## Requirement:
In the entries below, find the line with "The prompts an" and print exactly every line from there up to and including the line with "positive clicks: (190, 88)", with no other lines.

"""

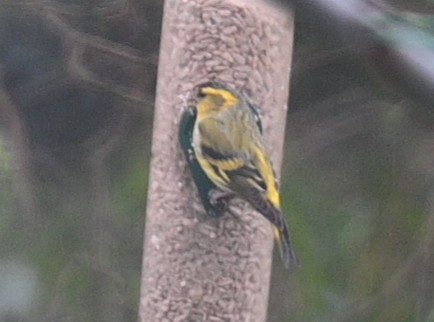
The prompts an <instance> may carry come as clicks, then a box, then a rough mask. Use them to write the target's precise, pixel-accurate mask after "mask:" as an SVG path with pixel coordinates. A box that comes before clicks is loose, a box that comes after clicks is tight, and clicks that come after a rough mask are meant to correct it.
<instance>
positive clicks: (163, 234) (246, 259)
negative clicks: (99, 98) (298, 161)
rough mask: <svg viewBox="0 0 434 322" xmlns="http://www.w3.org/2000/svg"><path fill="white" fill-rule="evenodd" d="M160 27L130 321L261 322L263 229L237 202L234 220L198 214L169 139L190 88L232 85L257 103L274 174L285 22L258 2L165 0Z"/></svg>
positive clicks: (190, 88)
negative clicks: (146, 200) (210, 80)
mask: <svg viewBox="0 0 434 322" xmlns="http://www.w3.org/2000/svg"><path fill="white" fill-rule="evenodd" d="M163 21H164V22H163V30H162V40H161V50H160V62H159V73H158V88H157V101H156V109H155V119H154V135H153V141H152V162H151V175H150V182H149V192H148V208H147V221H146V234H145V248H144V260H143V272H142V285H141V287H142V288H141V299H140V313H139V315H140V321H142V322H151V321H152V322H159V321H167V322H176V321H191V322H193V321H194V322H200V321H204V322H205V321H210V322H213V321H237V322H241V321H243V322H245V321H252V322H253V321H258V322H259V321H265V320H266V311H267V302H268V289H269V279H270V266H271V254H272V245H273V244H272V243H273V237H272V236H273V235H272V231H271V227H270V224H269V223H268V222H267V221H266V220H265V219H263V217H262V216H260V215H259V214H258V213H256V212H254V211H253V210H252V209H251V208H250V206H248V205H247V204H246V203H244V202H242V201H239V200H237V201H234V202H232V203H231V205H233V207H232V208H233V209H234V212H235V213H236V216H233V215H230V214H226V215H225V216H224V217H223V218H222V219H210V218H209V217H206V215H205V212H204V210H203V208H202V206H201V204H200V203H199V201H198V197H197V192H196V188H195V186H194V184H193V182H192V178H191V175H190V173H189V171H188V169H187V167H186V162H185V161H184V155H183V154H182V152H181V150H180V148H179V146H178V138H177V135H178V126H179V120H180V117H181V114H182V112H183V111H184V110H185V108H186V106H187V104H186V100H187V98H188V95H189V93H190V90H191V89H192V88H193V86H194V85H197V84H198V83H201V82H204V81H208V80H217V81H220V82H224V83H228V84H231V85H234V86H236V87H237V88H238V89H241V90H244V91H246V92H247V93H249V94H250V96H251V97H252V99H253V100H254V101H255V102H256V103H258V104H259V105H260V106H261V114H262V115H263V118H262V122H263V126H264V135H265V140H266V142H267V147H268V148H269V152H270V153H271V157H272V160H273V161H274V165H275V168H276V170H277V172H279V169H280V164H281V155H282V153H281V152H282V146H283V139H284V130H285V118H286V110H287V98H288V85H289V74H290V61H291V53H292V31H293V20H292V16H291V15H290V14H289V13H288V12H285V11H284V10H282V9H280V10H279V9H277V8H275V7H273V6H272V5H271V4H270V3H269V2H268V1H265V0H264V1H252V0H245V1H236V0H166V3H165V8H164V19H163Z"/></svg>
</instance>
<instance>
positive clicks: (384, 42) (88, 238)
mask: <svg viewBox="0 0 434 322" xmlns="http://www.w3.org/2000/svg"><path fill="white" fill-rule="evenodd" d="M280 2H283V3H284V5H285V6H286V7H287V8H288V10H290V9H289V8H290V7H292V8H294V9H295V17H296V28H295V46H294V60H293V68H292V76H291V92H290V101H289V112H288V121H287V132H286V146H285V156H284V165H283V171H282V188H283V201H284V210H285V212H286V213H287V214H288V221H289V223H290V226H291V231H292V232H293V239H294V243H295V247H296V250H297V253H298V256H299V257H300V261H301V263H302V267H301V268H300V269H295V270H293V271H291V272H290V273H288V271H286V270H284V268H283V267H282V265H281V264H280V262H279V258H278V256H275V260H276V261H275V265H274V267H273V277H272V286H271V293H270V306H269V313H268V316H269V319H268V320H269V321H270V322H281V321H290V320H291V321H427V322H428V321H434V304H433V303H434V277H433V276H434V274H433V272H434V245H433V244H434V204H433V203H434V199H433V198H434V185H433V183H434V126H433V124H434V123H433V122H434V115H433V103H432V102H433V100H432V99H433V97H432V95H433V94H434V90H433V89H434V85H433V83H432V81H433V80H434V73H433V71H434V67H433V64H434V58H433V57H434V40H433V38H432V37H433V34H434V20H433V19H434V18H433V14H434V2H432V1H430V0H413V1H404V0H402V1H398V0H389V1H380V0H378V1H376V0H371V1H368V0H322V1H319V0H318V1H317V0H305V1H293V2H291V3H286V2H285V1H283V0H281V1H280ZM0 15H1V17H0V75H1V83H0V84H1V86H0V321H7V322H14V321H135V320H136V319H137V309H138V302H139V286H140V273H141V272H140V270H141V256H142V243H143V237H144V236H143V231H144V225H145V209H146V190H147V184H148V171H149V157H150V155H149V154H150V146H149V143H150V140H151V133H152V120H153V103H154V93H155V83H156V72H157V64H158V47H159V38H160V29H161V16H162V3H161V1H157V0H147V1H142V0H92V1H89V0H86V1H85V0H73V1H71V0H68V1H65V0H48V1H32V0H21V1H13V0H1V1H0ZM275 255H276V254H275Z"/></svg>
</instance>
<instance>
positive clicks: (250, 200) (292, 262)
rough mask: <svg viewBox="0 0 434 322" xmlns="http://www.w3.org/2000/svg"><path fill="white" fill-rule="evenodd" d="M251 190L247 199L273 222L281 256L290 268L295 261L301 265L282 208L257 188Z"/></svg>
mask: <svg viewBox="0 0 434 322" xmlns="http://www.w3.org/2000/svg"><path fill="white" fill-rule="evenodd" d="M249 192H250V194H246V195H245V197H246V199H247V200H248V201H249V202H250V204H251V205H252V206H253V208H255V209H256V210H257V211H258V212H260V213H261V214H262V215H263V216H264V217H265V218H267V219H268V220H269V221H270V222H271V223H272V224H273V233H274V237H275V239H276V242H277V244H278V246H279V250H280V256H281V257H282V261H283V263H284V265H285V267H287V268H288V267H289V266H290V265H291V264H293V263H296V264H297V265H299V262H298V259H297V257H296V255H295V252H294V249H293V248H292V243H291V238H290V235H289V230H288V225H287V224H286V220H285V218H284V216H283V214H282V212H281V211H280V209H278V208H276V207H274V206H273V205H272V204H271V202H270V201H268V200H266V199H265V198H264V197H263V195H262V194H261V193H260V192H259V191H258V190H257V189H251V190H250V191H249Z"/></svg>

"""
"""

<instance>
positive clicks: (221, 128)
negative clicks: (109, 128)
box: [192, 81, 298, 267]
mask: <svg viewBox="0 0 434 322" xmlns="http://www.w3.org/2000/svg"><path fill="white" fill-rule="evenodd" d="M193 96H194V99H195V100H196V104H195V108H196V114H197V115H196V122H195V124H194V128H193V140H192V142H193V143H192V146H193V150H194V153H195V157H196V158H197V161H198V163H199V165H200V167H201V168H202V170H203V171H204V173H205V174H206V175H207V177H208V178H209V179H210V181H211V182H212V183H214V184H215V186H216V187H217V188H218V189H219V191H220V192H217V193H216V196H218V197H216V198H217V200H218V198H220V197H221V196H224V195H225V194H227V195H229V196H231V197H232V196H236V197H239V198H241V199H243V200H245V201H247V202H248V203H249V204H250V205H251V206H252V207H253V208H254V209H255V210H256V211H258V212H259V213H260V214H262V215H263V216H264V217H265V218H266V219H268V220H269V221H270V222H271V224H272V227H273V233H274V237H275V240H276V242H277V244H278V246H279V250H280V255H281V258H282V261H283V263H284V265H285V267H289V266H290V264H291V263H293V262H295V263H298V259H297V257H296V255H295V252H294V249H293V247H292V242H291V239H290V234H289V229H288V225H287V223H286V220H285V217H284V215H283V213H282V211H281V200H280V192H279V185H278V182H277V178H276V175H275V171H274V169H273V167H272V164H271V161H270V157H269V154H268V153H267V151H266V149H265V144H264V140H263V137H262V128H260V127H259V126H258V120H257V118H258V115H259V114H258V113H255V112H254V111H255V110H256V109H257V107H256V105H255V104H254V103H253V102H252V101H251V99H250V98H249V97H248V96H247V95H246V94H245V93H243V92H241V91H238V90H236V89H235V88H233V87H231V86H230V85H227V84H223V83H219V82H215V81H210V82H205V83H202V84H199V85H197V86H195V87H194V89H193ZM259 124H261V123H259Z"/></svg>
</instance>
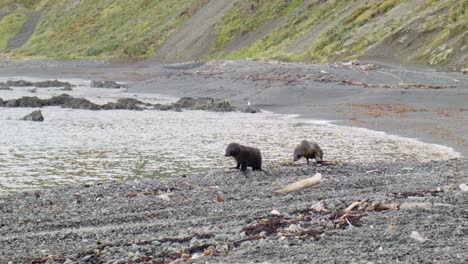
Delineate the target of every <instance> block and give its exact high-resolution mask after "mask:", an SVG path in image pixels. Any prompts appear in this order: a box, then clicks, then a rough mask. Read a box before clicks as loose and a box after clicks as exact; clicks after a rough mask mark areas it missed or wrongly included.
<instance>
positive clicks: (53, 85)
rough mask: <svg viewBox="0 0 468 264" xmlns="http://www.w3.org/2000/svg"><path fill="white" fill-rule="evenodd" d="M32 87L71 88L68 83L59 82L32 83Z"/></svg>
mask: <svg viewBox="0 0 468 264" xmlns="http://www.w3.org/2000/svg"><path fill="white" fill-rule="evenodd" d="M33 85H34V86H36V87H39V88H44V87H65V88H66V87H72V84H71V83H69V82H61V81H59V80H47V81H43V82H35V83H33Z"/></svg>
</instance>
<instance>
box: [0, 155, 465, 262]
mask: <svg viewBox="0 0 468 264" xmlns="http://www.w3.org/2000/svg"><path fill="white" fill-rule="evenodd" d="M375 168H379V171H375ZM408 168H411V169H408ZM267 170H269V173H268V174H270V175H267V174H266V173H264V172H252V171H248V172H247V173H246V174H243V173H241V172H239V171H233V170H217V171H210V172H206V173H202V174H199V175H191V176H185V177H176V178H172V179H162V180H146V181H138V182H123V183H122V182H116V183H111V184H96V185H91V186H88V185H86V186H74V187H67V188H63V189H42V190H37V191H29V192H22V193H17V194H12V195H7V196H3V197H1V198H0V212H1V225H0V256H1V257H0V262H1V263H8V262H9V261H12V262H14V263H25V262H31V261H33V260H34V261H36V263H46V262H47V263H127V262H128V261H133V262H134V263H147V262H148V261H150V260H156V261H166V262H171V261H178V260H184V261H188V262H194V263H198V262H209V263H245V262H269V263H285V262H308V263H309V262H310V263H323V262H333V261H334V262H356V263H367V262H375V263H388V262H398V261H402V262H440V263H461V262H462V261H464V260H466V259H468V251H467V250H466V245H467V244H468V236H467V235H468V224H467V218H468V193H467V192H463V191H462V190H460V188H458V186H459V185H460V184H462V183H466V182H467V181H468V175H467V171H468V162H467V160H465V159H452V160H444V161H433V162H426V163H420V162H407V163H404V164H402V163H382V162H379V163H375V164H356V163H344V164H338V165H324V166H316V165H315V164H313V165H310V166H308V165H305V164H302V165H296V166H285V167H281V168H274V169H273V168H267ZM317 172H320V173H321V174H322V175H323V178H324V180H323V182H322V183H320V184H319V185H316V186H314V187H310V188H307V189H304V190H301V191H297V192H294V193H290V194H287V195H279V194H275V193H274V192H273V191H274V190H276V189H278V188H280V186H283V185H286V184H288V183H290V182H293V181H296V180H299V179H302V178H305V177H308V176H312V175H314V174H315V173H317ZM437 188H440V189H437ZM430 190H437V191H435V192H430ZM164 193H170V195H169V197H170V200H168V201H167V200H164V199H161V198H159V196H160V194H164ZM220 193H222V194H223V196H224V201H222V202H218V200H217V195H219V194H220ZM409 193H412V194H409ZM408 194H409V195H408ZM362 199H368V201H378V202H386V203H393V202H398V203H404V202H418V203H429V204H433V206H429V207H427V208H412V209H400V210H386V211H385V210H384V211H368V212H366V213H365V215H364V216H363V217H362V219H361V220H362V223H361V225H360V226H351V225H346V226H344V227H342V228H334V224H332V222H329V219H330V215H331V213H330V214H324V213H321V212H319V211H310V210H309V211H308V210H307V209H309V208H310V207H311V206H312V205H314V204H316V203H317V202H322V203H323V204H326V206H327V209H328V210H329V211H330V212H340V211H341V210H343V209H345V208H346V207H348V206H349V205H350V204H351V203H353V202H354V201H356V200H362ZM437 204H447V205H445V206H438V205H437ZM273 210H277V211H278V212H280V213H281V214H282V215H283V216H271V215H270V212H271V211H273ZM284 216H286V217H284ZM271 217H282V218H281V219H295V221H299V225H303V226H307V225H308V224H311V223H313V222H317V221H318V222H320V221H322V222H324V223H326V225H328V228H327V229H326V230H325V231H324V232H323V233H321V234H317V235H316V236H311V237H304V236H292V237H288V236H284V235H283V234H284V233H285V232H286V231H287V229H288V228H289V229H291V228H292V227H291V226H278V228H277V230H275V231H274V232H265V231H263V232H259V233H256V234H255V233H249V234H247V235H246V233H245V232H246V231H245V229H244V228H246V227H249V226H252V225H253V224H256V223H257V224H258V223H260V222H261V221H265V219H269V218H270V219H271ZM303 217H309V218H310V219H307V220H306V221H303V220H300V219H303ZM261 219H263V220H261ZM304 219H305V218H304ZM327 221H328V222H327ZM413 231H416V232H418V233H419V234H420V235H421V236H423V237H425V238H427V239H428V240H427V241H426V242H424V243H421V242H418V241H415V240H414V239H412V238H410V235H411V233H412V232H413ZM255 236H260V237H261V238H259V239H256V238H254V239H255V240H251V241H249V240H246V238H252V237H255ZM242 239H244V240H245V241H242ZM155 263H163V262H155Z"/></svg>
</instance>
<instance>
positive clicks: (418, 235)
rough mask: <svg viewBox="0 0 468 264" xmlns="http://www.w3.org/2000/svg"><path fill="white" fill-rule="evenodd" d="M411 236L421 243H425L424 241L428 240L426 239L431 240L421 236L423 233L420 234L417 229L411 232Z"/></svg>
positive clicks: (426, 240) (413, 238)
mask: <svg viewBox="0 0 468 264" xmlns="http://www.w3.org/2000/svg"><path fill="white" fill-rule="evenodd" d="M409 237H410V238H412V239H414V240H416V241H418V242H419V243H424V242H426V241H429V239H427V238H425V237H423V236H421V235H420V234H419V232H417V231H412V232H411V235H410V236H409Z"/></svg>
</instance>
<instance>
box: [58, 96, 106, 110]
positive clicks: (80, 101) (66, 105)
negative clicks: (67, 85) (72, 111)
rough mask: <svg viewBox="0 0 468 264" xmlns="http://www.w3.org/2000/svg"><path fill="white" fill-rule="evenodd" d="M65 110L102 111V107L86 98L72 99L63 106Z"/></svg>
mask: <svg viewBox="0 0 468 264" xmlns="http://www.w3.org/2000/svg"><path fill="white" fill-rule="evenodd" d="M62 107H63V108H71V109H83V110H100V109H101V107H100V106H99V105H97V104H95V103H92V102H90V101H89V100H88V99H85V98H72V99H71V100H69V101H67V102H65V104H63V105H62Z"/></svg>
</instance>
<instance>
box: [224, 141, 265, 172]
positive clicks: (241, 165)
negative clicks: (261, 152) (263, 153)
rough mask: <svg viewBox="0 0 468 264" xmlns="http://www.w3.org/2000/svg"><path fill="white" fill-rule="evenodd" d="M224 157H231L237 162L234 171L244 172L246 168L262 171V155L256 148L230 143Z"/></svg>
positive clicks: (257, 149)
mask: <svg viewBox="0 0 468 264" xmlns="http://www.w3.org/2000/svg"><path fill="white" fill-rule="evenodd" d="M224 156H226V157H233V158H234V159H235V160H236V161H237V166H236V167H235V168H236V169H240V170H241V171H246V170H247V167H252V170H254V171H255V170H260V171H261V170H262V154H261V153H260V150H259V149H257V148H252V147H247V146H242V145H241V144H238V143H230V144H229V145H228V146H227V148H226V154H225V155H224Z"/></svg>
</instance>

"""

## Written reply:
The prompts an <instance> may carry come as clicks, then a box, then a rough mask. Use them to write the target's precise, pixel-accurate mask after "mask:" as an SVG path with pixel coordinates. A box that comes before clicks is loose, a box that comes after clicks is tight, and clicks that come after a rough mask are meant to correct it.
<instance>
positive clicks: (163, 234) (246, 259)
negative clicks: (99, 98) (298, 161)
rough mask: <svg viewBox="0 0 434 322" xmlns="http://www.w3.org/2000/svg"><path fill="white" fill-rule="evenodd" d="M160 27L130 321L261 322L263 229L237 202L234 220L198 214L169 139L190 88L232 85L257 103L274 174L285 22L258 2L165 0Z"/></svg>
positive clicks: (190, 88)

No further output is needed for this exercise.